WRITTEN TASKS:
#1 In the Iveco warning light thread, which warning light does the first poster think came on?
#2 Continue the Iveco warning light thread from the point where it stops.

SUPPLIED PASSAGE:
┌──

# Iveco dash warning lights (anyone got manual?)



## 101094 (Sep 23, 2006)

Hi All,
Driving along last night and a warning lamp I'd not seen before came on on my Iveco Daily 2000 based van. I don't have a manual, so can't look it up. But I think it might have been fuel filter warning light. I've only had the van (2nd hand) for few months, but think it is probably due a fuel filter change. Can't remember enough of it to describe it, but if anyone with an Iveco manual can take a look and possible send me a scan/photo of the page showing/describing the warning lights on the dash would be helpful. I've searched online and can't find it anywhere 

Thanks,
Matt


----------



## Motorhomersimpson (May 9, 2005)

└──

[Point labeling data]
┌──

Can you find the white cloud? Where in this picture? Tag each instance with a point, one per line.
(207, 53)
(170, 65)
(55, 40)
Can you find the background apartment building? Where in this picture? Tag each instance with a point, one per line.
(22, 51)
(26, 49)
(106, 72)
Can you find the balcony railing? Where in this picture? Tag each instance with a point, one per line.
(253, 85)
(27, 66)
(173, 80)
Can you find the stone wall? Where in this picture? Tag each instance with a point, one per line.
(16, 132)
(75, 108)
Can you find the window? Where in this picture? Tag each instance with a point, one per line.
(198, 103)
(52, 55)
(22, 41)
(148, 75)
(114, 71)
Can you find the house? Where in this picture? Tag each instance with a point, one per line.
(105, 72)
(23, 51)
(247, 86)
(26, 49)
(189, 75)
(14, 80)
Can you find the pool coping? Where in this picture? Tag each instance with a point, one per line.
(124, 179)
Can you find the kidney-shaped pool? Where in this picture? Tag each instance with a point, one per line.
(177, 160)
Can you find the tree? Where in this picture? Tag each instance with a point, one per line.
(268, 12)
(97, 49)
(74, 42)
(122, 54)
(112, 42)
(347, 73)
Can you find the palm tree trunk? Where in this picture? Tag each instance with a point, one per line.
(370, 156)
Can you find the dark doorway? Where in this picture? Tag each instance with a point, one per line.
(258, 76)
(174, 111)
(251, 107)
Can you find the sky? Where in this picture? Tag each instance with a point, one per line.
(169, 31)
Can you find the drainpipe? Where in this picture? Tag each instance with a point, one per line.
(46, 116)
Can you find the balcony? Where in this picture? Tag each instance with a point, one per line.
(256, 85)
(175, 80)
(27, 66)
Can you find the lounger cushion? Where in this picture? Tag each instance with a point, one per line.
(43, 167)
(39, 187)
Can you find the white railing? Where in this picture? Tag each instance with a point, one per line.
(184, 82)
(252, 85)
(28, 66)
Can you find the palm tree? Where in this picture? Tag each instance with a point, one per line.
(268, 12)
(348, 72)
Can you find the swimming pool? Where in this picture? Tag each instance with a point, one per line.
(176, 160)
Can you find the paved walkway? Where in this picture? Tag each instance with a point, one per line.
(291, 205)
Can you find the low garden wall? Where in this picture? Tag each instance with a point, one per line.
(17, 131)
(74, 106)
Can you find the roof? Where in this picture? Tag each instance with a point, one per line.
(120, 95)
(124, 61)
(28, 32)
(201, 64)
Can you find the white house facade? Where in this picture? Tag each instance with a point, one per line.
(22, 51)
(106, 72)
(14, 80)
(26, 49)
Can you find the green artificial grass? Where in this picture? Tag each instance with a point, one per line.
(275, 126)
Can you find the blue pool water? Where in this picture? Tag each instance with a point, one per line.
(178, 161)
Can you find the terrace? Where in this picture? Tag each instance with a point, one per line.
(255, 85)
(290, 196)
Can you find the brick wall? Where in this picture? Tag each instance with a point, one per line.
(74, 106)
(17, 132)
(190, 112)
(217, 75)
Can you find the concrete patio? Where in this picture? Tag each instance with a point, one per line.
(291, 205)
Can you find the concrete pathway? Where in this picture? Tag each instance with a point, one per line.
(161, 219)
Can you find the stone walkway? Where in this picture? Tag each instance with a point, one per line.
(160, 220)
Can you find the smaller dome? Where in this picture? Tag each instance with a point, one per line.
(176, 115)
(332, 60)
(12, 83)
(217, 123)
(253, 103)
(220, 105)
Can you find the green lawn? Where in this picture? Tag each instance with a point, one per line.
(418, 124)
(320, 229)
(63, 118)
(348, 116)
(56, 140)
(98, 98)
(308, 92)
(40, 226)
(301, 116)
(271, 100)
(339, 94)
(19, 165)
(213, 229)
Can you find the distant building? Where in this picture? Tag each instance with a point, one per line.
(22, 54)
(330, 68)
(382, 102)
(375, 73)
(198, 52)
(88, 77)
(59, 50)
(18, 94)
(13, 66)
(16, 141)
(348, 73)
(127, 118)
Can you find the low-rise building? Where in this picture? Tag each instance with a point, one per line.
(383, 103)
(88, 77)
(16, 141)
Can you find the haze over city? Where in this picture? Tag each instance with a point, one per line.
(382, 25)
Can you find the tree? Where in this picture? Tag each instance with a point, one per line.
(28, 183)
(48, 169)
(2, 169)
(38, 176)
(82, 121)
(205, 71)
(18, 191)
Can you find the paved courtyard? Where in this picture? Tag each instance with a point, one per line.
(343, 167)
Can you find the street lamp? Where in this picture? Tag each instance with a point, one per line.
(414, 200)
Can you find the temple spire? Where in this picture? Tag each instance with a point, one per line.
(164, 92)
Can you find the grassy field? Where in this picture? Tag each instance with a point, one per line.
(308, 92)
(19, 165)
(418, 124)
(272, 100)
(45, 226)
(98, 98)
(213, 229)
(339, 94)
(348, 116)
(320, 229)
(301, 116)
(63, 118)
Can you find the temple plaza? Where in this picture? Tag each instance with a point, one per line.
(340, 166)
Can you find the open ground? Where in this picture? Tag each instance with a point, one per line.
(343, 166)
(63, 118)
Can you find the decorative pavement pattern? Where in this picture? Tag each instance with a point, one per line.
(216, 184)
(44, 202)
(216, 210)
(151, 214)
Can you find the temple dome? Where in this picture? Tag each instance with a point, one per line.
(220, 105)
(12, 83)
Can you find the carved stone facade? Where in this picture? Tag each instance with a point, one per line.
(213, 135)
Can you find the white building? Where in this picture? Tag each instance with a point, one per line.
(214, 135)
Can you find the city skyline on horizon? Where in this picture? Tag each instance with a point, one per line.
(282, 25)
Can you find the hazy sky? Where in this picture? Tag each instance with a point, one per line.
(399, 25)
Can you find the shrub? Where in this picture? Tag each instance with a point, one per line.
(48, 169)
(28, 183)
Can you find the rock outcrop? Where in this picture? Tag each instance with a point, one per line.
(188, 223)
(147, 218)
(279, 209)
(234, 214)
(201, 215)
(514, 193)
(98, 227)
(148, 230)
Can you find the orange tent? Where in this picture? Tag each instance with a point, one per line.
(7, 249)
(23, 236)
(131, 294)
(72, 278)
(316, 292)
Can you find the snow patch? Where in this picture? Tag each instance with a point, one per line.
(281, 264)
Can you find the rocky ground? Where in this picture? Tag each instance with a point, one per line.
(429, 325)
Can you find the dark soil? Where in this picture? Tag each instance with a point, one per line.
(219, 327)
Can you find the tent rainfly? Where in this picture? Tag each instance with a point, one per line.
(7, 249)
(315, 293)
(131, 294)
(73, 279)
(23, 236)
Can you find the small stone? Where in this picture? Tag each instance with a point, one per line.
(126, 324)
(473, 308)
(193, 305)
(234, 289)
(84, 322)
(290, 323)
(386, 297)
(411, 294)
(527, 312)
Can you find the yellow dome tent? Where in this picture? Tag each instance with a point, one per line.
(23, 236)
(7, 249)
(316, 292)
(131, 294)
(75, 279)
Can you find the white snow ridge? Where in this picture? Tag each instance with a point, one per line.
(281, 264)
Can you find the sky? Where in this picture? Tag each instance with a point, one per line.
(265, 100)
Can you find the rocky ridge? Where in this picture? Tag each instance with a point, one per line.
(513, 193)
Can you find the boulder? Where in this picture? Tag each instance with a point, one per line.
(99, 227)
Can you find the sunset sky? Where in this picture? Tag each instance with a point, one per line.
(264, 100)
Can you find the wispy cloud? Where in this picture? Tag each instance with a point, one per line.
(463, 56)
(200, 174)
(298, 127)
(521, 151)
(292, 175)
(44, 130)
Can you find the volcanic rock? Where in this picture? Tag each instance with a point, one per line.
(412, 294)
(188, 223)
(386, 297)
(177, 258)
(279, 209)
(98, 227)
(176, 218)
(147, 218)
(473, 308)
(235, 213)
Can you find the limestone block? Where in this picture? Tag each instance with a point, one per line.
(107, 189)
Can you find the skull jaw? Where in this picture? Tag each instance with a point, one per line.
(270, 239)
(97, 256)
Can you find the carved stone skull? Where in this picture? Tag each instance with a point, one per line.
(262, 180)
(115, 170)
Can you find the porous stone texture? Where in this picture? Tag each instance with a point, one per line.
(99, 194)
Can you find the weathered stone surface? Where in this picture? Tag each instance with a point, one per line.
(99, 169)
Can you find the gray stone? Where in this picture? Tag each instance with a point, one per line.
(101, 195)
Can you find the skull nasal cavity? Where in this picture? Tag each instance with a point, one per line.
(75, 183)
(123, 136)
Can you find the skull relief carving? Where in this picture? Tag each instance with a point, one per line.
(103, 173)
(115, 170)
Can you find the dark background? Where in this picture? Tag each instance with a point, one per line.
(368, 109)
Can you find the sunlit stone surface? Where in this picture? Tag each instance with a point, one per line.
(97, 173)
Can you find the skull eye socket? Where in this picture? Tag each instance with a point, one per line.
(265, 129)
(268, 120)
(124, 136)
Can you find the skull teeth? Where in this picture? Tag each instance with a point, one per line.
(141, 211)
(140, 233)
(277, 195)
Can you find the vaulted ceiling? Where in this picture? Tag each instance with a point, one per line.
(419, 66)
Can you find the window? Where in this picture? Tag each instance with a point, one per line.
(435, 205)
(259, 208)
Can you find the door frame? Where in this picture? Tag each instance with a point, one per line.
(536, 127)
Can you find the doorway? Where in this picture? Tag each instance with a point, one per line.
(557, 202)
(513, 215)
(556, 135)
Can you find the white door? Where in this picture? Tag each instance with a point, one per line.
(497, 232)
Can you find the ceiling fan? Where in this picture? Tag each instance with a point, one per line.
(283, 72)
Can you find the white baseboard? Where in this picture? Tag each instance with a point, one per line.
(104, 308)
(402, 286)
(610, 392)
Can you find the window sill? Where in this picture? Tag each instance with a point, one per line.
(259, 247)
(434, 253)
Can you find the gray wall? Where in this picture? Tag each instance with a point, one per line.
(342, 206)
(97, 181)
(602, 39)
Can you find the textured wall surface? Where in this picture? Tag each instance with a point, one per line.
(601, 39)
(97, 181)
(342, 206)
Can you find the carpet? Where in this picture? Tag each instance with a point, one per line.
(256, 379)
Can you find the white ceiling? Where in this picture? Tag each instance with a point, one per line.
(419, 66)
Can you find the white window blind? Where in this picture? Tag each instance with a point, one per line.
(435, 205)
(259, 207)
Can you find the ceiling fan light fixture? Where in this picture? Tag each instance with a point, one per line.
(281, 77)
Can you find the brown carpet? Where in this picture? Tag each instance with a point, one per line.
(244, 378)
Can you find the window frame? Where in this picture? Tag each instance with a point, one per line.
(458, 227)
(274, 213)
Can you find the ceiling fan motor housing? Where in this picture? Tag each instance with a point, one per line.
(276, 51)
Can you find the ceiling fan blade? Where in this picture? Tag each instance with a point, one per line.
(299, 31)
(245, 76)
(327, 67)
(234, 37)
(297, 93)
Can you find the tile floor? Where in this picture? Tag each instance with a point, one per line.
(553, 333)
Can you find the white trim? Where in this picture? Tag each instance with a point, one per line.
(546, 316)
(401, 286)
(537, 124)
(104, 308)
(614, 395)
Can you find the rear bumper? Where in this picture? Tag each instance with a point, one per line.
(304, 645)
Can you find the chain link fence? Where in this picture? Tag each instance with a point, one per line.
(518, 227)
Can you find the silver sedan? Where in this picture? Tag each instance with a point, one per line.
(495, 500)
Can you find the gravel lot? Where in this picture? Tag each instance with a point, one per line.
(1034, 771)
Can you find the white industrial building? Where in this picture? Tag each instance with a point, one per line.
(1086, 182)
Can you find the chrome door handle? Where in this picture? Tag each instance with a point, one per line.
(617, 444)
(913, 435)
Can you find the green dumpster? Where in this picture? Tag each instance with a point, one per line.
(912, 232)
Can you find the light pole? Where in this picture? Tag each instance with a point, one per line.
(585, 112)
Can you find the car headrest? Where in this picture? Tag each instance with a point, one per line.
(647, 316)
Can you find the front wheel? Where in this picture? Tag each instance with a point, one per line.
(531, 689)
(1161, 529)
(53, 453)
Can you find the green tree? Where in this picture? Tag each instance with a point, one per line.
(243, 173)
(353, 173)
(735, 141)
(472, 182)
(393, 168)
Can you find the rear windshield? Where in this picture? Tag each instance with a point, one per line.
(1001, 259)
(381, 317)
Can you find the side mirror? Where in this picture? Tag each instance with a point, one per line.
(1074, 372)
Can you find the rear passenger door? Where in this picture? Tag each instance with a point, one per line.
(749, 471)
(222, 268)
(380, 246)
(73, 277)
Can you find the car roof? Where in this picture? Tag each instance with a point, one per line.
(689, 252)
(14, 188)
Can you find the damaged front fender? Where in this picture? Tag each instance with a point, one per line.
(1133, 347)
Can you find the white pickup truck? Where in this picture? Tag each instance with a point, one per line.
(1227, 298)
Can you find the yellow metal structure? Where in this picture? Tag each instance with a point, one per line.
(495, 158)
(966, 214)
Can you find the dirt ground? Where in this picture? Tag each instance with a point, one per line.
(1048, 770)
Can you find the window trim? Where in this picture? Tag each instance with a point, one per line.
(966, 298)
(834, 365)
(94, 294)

└──

ANSWER LIST:
#1 The poster thinks it might have been the fuel filter warning light.

#2
Hi Mat,

can't help you directly but you can buy CD workshop manuals from >>>HERE <<<

MHS...Rob


----------



## haylingchrist (May 15, 2005)

Hi Matt,

I have a manual, but it won't help - it doesn't even contain a wiring diagram. What you need is the handbook. I have one of those too but it's in German 

From memory the fuel filter warning light looks like a U with some wiggly lines across it. It means there's water in the filter, but it's easy to drain off via the tap at the bottom of the filter.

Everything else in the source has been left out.